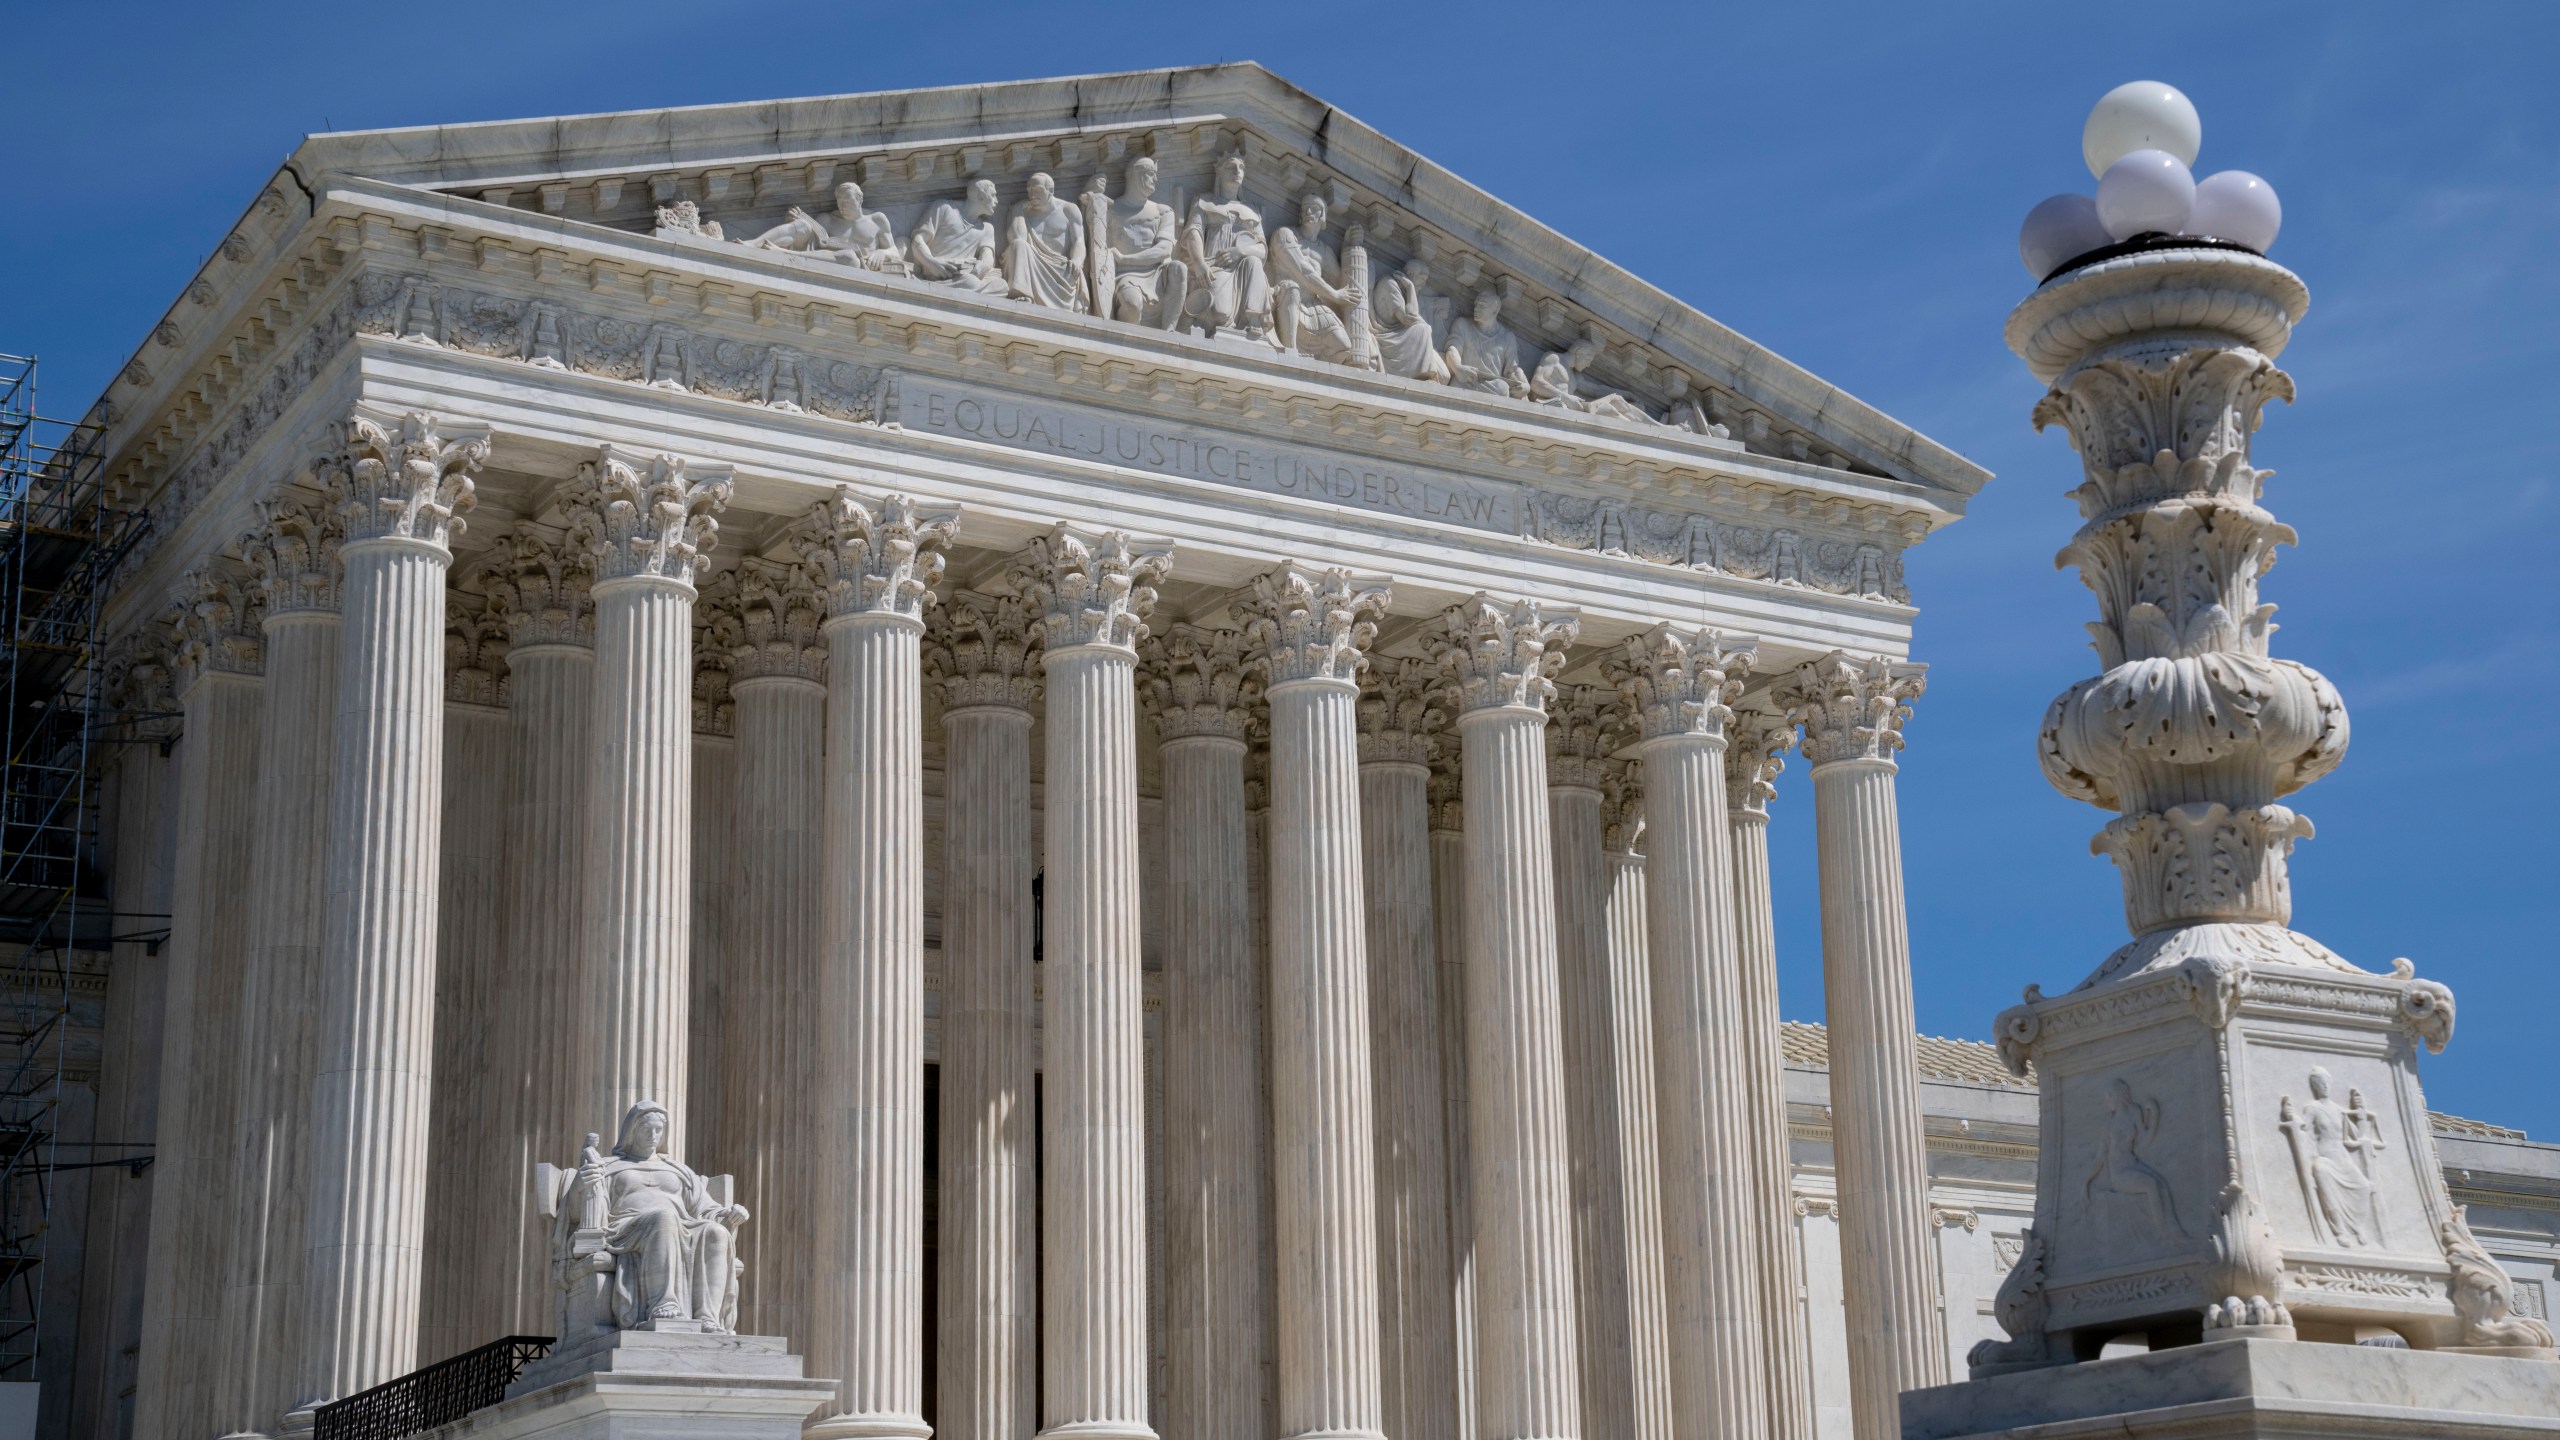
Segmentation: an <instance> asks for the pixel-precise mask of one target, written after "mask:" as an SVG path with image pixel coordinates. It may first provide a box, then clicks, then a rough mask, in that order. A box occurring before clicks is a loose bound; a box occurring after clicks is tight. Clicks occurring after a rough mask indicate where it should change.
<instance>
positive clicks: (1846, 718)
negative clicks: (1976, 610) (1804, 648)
mask: <svg viewBox="0 0 2560 1440" xmlns="http://www.w3.org/2000/svg"><path fill="white" fill-rule="evenodd" d="M1923 689H1928V666H1920V664H1910V661H1887V659H1879V656H1851V653H1846V651H1830V653H1828V656H1823V659H1815V661H1805V664H1802V666H1797V669H1795V674H1792V676H1787V679H1782V682H1779V684H1777V700H1779V705H1784V707H1787V717H1789V720H1792V723H1795V725H1800V728H1802V730H1805V761H1807V764H1810V766H1815V769H1820V766H1828V764H1843V761H1879V764H1892V758H1894V751H1900V748H1902V723H1905V720H1910V715H1912V710H1910V702H1912V700H1917V697H1920V692H1923Z"/></svg>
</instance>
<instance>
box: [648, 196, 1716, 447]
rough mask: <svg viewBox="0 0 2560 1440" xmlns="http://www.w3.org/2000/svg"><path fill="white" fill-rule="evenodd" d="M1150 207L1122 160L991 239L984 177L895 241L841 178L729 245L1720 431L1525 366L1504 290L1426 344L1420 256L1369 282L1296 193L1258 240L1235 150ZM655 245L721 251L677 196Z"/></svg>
mask: <svg viewBox="0 0 2560 1440" xmlns="http://www.w3.org/2000/svg"><path fill="white" fill-rule="evenodd" d="M1155 195H1157V161H1155V159H1152V156H1139V159H1134V161H1129V169H1126V172H1124V182H1121V192H1119V197H1114V195H1111V192H1108V174H1096V177H1093V179H1091V182H1088V184H1085V192H1083V195H1080V197H1078V200H1073V202H1070V200H1060V197H1057V182H1055V179H1050V177H1047V174H1034V177H1032V179H1029V184H1027V192H1024V197H1021V202H1016V205H1014V208H1011V213H1009V215H1006V220H1004V225H1001V228H998V223H996V213H998V200H996V182H993V179H983V177H980V179H973V182H970V184H968V192H965V195H963V197H960V200H937V202H932V205H927V210H924V218H922V220H919V223H916V228H914V233H909V236H906V243H904V246H901V243H899V236H896V228H893V225H891V223H888V215H886V213H881V210H865V202H863V187H860V184H855V182H850V179H847V182H842V184H837V187H835V213H832V215H812V213H806V210H801V208H799V205H794V208H791V213H788V218H786V220H783V223H781V225H773V228H768V231H760V233H755V236H737V238H735V243H745V246H753V249H768V251H791V254H804V256H812V259H829V261H837V264H850V266H858V269H868V272H873V274H899V277H909V279H919V282H927V284H947V287H952V290H965V292H975V295H998V297H1011V300H1019V302H1027V305H1039V307H1047V310H1073V313H1078V315H1098V318H1103V320H1121V323H1129V325H1152V328H1160V331H1188V333H1198V336H1211V338H1219V336H1226V338H1236V341H1244V343H1267V346H1270V348H1275V351H1283V354H1300V356H1308V359H1321V361H1331V364H1344V366H1354V369H1375V372H1382V374H1395V377H1403V379H1421V382H1434V384H1452V387H1459V389H1480V392H1487V395H1505V397H1510V400H1528V402H1533V405H1549V407H1556V410H1572V413H1582V415H1603V418H1610V420H1631V423H1644V425H1674V428H1682V430H1692V433H1700V436H1723V433H1725V428H1723V425H1715V423H1710V420H1708V415H1705V410H1702V407H1700V405H1697V400H1695V397H1687V400H1679V402H1677V405H1674V407H1672V410H1669V415H1667V418H1664V415H1654V413H1651V410H1646V407H1644V405H1638V402H1636V400H1631V397H1626V395H1618V392H1595V389H1585V372H1587V369H1590V364H1592V361H1595V359H1597V356H1600V346H1597V341H1590V338H1580V341H1574V343H1572V346H1567V348H1562V351H1549V354H1544V356H1539V361H1536V366H1526V364H1523V346H1521V338H1518V336H1516V333H1513V331H1510V328H1508V325H1503V292H1500V290H1495V287H1485V290H1477V292H1475V300H1472V305H1469V307H1467V313H1464V315H1459V318H1457V320H1454V323H1452V325H1449V336H1446V338H1439V336H1434V331H1431V318H1428V313H1426V297H1423V290H1421V287H1423V274H1426V266H1423V261H1405V266H1403V269H1388V272H1385V274H1372V269H1370V254H1367V236H1364V231H1362V225H1359V223H1357V220H1354V223H1349V225H1344V233H1341V243H1339V246H1336V243H1334V241H1329V238H1326V225H1329V205H1326V200H1324V195H1306V197H1303V200H1300V202H1298V218H1295V223H1290V225H1275V228H1265V225H1262V213H1260V210H1257V208H1254V205H1252V202H1249V200H1247V197H1244V156H1242V154H1234V151H1229V154H1224V156H1219V164H1216V179H1213V182H1211V187H1208V192H1206V195H1201V197H1196V200H1190V202H1188V205H1183V202H1180V195H1178V200H1175V202H1172V205H1167V202H1162V200H1157V197H1155ZM655 233H658V238H691V241H727V238H730V236H724V233H722V228H719V223H717V220H704V218H701V210H699V205H694V202H691V200H676V202H671V205H660V208H658V223H655Z"/></svg>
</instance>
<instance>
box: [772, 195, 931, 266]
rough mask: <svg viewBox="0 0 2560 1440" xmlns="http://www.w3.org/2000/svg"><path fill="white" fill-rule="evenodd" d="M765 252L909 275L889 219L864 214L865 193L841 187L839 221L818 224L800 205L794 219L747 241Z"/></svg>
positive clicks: (791, 208) (875, 211)
mask: <svg viewBox="0 0 2560 1440" xmlns="http://www.w3.org/2000/svg"><path fill="white" fill-rule="evenodd" d="M745 243H750V246H755V249H765V251H794V254H804V256H827V259H835V261H845V264H858V266H863V269H873V272H881V274H906V272H909V266H906V256H901V254H899V236H896V233H893V231H891V228H888V215H883V213H878V210H863V187H860V184H855V182H850V179H847V182H842V184H837V187H835V215H832V218H824V220H822V218H817V215H812V213H806V210H801V208H799V205H794V208H791V218H788V220H783V223H781V225H773V228H771V231H765V233H760V236H755V238H750V241H745Z"/></svg>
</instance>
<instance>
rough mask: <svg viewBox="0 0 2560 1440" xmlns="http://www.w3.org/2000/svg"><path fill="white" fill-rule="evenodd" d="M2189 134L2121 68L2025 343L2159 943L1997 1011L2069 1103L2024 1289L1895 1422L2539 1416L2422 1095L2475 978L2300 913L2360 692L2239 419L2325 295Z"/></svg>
mask: <svg viewBox="0 0 2560 1440" xmlns="http://www.w3.org/2000/svg"><path fill="white" fill-rule="evenodd" d="M2199 143H2202V126H2199V123H2196V118H2194V108H2191V105H2186V97H2184V95H2176V90H2168V87H2163V85H2156V82H2153V85H2130V87H2122V90H2117V92H2115V95H2109V97H2107V100H2104V102H2102V105H2099V110H2097V113H2094V115H2092V120H2089V138H2086V146H2084V149H2086V159H2089V167H2092V172H2099V197H2097V205H2094V210H2097V213H2099V225H2097V228H2092V225H2086V215H2084V213H2081V208H2079V205H2074V202H2071V200H2074V197H2056V200H2048V202H2043V205H2038V210H2035V215H2030V223H2028V228H2025V233H2022V238H2020V251H2022V259H2025V261H2028V269H2030V272H2035V274H2038V279H2040V284H2038V290H2035V292H2033V295H2028V300H2025V302H2020V305H2017V310H2015V313H2012V315H2010V323H2007V341H2010V348H2015V351H2017V354H2020V359H2025V361H2028V369H2033V372H2035V377H2038V379H2040V382H2045V384H2048V387H2051V389H2048V392H2045V397H2043V400H2040V402H2038V405H2035V413H2033V418H2035V425H2038V428H2045V425H2061V428H2063V430H2066V433H2068V436H2071V446H2074V448H2076V451H2079V456H2081V469H2084V484H2081V487H2079V489H2076V492H2074V500H2079V507H2081V518H2084V523H2081V528H2079V533H2076V536H2074V538H2071V543H2068V546H2066V548H2063V551H2061V564H2071V566H2076V569H2079V574H2081V579H2084V582H2086V584H2089V589H2092V592H2094V594H2097V602H2099V625H2092V635H2094V648H2097V651H2099V664H2102V666H2104V674H2097V676H2092V679H2084V682H2079V684H2074V687H2071V689H2066V692H2063V694H2061V697H2058V700H2056V702H2053V705H2051V710H2048V712H2045V723H2043V733H2040V740H2038V753H2040V761H2043V769H2045V779H2051V781H2053V787H2056V789H2061V792H2063V794H2068V797H2074V799H2084V802H2089V805H2097V807H2102V810H2115V812H2117V817H2115V820H2109V822H2107V825H2104V828H2102V830H2099V835H2097V840H2094V843H2092V848H2094V851H2099V853H2104V856H2107V858H2112V861H2115V863H2117V869H2120V871H2122V881H2125V920H2127V930H2130V933H2132V938H2130V940H2127V943H2125V945H2122V948H2117V951H2115V953H2112V956H2107V958H2104V961H2102V963H2099V966H2097V971H2092V974H2089V976H2086V979H2084V981H2079V986H2074V989H2071V992H2068V994H2056V997H2045V994H2043V992H2040V989H2038V986H2028V994H2025V1002H2022V1004H2015V1007H2010V1010H2007V1012H2002V1015H1999V1020H1997V1038H1999V1051H2002V1056H2004V1058H2007V1061H2010V1066H2012V1068H2015V1071H2017V1074H2030V1068H2033V1074H2035V1081H2038V1092H2040V1104H2043V1125H2040V1143H2038V1197H2035V1222H2033V1227H2030V1230H2028V1232H2025V1243H2022V1250H2020V1258H2017V1266H2015V1271H2012V1273H2010V1279H2007V1281H2004V1284H2002V1289H1999V1299H1997V1317H1999V1322H2002V1327H2004V1330H2007V1332H2010V1338H2007V1340H1987V1343H1981V1345H1976V1348H1974V1355H1971V1371H1974V1379H1971V1384H1958V1386H1940V1389H1925V1391H1907V1394H1905V1396H1902V1427H1905V1437H1925V1440H1940V1437H1958V1435H1989V1432H2012V1430H2017V1427H2030V1425H2035V1427H2043V1425H2056V1430H2058V1432H2063V1430H2066V1432H2074V1435H2079V1432H2097V1430H2099V1422H2102V1420H2104V1425H2102V1427H2104V1432H2107V1435H2168V1432H2176V1435H2278V1432H2281V1435H2348V1432H2353V1435H2527V1432H2540V1430H2534V1425H2545V1422H2547V1417H2550V1414H2560V1366H2555V1363H2550V1361H2552V1358H2555V1350H2552V1335H2550V1330H2547V1327H2545V1325H2542V1322H2540V1320H2529V1317H2519V1314H2511V1297H2509V1286H2506V1276H2504V1271H2501V1268H2499V1266H2496V1261H2493V1258H2488V1253H2486V1250H2483V1248H2481V1243H2478V1240H2476V1238H2473V1235H2470V1225H2468V1222H2465V1215H2463V1207H2458V1204H2452V1199H2450V1194H2447V1189H2445V1174H2442V1166H2440V1161H2437V1153H2435V1138H2432V1130H2429V1122H2427V1104H2424V1097H2422V1094H2419V1079H2417V1053H2419V1045H2424V1048H2427V1051H2442V1048H2445V1043H2447V1040H2450V1038H2452V994H2450V992H2447V989H2445V986H2442V984H2435V981H2424V979H2417V976H2414V966H2412V963H2409V961H2391V966H2388V974H2376V971H2371V969H2365V966H2358V963H2353V961H2348V958H2342V956H2337V953H2335V951H2330V948H2327V945H2322V943H2319V940H2314V938H2309V935H2304V933H2299V930H2294V928H2291V892H2289V884H2286V866H2289V856H2291V848H2294V843H2296V840H2304V838H2309V835H2312V822H2309V820H2307V817H2304V815H2299V812H2294V810H2291V807H2289V805H2284V799H2286V797H2289V794H2291V792H2299V789H2301V787H2307V784H2312V781H2317V779H2319V776H2324V774H2330V771H2332V769H2337V764H2340V761H2342V758H2345V748H2348V710H2345V702H2342V700H2340V694H2337V689H2335V687H2332V684H2330V682H2327V679H2324V676H2319V674H2317V671H2312V669H2309V666H2301V664H2296V661H2284V659H2273V656H2271V653H2268V638H2271V633H2273V625H2271V623H2268V618H2271V612H2273V605H2260V602H2258V577H2260V574H2266V569H2268V566H2271V564H2273V553H2276V546H2281V543H2294V530H2291V528H2286V525H2284V523H2281V520H2276V518H2273V515H2271V512H2268V510H2266V505H2263V489H2266V479H2268V477H2271V474H2273V471H2266V469H2255V466H2253V464H2250V441H2253V436H2255V430H2258V420H2260V413H2263V407H2266V405H2268V402H2271V400H2291V397H2294V382H2291V379H2289V377H2286V374H2284V372H2281V369H2276V356H2278V354H2281V351H2284V348H2286V343H2289V341H2291V336H2294V325H2296V323H2299V320H2301V315H2304V310H2307V307H2309V292H2307V290H2304V284H2301V279H2299V277H2294V272H2289V269H2284V266H2278V264H2273V261H2268V259H2266V254H2263V251H2266V249H2268V246H2271V243H2273V238H2276V220H2278V215H2281V213H2278V210H2276V202H2273V190H2268V187H2266V182H2260V179H2258V177H2248V174H2240V172H2225V174H2222V177H2207V182H2204V184H2194V182H2191V179H2189V177H2186V164H2189V161H2191V159H2194V154H2196V149H2199ZM2235 174H2237V179H2227V177H2235ZM2127 1348H2132V1350H2143V1353H2132V1355H2125V1353H2122V1350H2127ZM2107 1353H2117V1358H2102V1355H2107ZM2028 1371H2033V1373H2028ZM2202 1414H2212V1417H2214V1420H2212V1422H2202V1420H2199V1417H2202ZM2199 1425H2202V1427H2199ZM2038 1432H2043V1430H2038Z"/></svg>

**HOW TO COMPLETE THIS TASK:** Without any pictures, reproduce the lines from the first one in the material through the line that has "positive clicks: (1846, 718)", exactly as they appear.

**THE COMPLETED TASK:**
Segmentation: an <instance> asks for the pixel-precise mask of one target, written after "mask:" as an SVG path with image pixel coordinates. It may first provide a box, then clicks, then a rough mask, in that order. A box occurring before clicks is a loose bound; a box occurring after clicks is tight. Clicks occurring after a rough mask indicate where it should change.
<instance>
positive clicks: (1846, 718)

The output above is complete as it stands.